▶ [Instructions to follow]: Do the following statements agree with the forum thread below? For each, answer yes or no and quote the exact words of the thread that settle it. 1. Lola growls when her Mummy or Daddy picks her up. 2. Snowball goes downstairs to use the potty pads. 3. Amber eats her dog food only once.

▶ [Reading text]:
▽
Sasha-- I love to sneak wubbies outside every time I go out... mommy has to frisk me....every time, but I do get an occasional one past her... I sass anyone who tells me "no".

Bitsy-- I hates to potty in the rain, so I pretend to pee, then I get into the house..where it's nice and dry I pee there! I'm afraid of poop, it likes to jump on you and hitchhike into the house...

Emily--Bitsy, stick with me kid...you should do what I do... when it rains...go in the carrier to pee, if the door is open...( uht ohhh, think mommy is on to that one...she closes the carrier door now,so we can't do that... Just wait long enough, she will let you in ...eventually...

Amber--- I love my dog food soooo much... I eat it twice... eeuuugghhh. I love to lick people,they taste good! I love mommy..until daddy gets home ,then it's "mommy who?"

Rylee--- I'm the littlest one, so I give mommy the " big eyes" and get anything I want... I get up on the bed with the steps... just so mommy will come get me...

Harry--- I'm really a rare canine subspecies of cat... really, no... really! Can I sleep inside now?


----------



## silverhaven (Sep 6, 2009)

This is Lola, I love to hide behind chairs, will stand there for ages wagging my tail, then when my sister walks by I pounce out at her. She just turns around and boxes me on my ears though. I also can't wait to steal her food, so much so Mummy has to put me away to give her some peace she says.  otherwise the second she isn't looking I get it. I want more food....always. I also follow my Mummy or Daddy everywhere, even the bathroom and pull Daddy's towel down off the rack to rub myself all over with it. When they pick me up I growl at them like crazy, but then turn around and give them kisses. I get confused sometimes. Ohhh! and I love to dry my Daddy's hair, he gets out of the bath and then I make him kneel and the floor and I rub his hair and neck all over, swirling around and around. 

Hello, Penny here. I love to stand upright and put my paws on my sisters head, I am afraid if my Mummy doesn't tell me to go pee I still feel like it should be ok to go wherever I please, it's her fault right, she forgets to tell me sometimes. I love to give Mummy and Daddy mega mouth kisses and try as hard as I can to french kiss. If any animal or cartoon character has the nerve to go on my tv I bark my head off at them, how dare they? I also like to bark at the other big dogs in the street, don't want any of those beasts coming near me. I tell them off in no uncertain terms.


----------



## Snowball Pie's Mommi (Oct 16, 2008)

It's me ... Snowball. 

Shhhh ... please don't tell my Mommi and Poppi my secrets.

I know how to get an extra treat. You see, my Mommi and Poppi taught me how to "sit" and "stay" on the carpet near our front door. So, sometimes I *pretend* that someone is at the front door. I bark and run in circles, and then go over by the front door where I will sit and stay without them asking me to do so! And, then I wait for that extra treat!

I also like my privacy when I do my #2's. So, I wait until I am sure Mommi and Poppi are not looking. I will sneak upstairs and do my business on the potty pads while Mommi and Poppi are downstairs in the kitchen cleaning up after our breakfast and dinner!
△
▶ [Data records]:
▽
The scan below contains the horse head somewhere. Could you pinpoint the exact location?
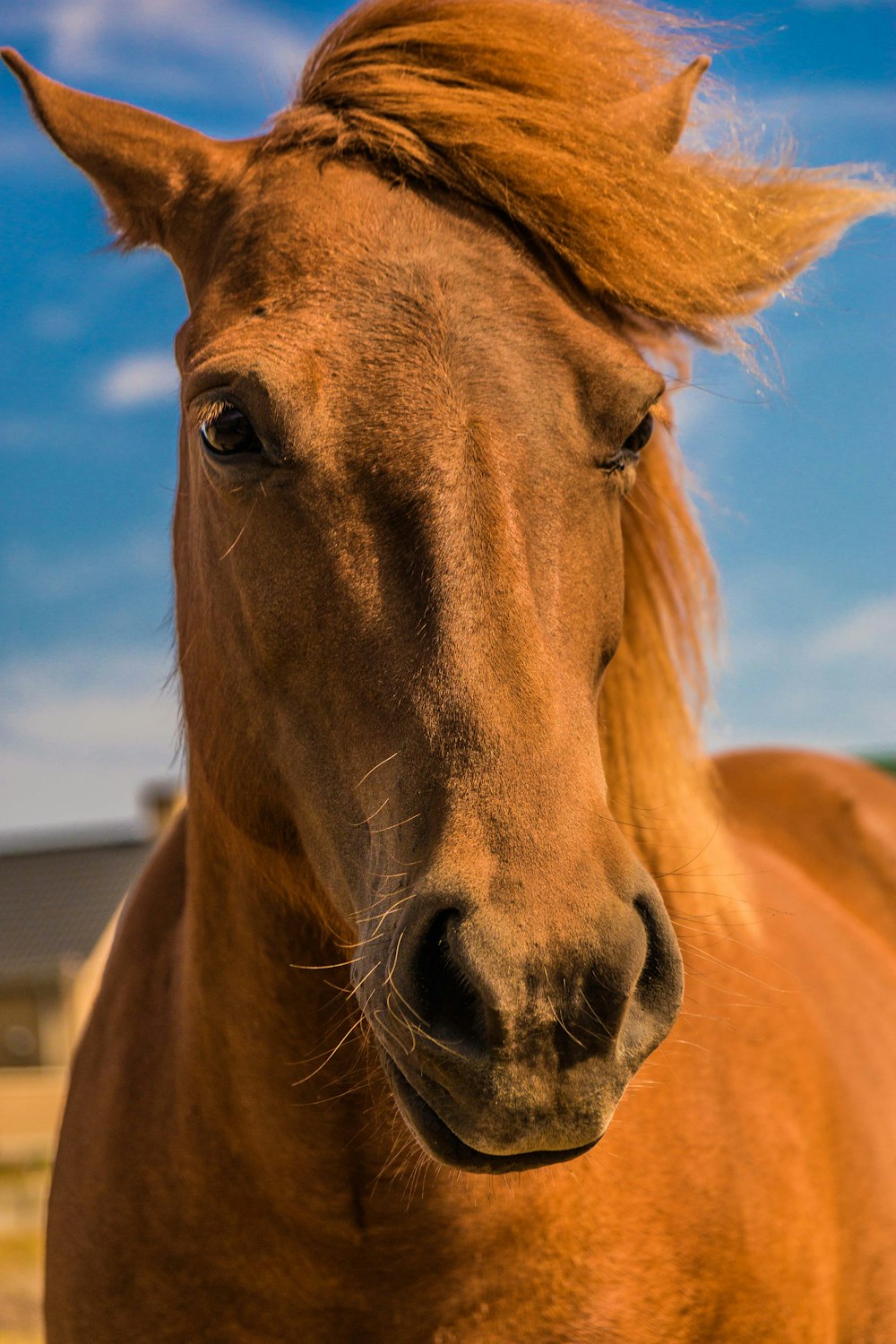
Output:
[6,4,868,1172]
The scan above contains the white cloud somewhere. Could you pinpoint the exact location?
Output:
[0,650,177,832]
[99,351,180,410]
[4,0,307,102]
[809,593,896,664]
[0,531,170,602]
[711,581,896,752]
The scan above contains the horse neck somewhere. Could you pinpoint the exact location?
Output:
[177,792,407,1226]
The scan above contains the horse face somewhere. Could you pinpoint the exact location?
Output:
[5,44,681,1171]
[176,160,681,1171]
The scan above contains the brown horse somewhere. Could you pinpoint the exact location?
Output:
[5,0,896,1344]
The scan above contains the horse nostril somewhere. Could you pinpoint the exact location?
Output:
[634,895,684,1011]
[412,910,487,1050]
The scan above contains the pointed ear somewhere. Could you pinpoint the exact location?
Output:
[0,47,248,271]
[607,56,710,155]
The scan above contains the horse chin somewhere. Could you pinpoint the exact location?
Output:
[380,1050,600,1176]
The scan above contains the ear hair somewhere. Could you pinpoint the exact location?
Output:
[0,47,246,280]
[606,56,710,155]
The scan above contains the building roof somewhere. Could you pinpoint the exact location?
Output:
[0,835,151,984]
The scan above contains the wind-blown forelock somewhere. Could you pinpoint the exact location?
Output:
[259,0,895,924]
[266,0,893,343]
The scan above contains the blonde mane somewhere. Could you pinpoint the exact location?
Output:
[259,0,893,919]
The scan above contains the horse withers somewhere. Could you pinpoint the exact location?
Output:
[5,0,896,1344]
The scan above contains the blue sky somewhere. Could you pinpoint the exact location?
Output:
[0,0,896,832]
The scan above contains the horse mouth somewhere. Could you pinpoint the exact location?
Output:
[380,1051,598,1176]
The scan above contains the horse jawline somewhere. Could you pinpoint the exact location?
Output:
[380,1050,598,1176]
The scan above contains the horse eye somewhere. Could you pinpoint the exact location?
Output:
[622,411,653,457]
[199,406,262,457]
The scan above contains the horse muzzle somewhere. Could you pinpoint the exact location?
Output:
[354,892,683,1174]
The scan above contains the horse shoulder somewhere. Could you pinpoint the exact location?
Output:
[716,749,896,945]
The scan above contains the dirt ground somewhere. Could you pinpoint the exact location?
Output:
[0,1231,43,1344]
[0,1168,48,1344]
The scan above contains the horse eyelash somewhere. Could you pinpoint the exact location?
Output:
[186,397,234,429]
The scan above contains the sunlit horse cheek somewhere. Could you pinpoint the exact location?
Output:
[176,196,681,1171]
[10,0,896,1344]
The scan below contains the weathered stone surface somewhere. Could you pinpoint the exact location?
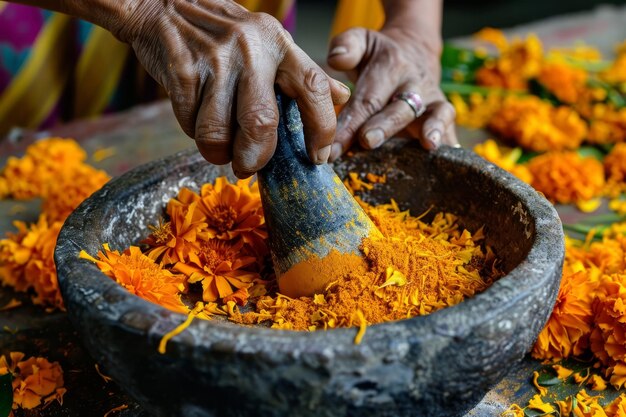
△
▶ [Worked answer]:
1. Yes: "When they pick me up I growl at them like crazy"
2. No: "I will sneak upstairs and do my business on the potty pads"
3. No: "I eat it twice"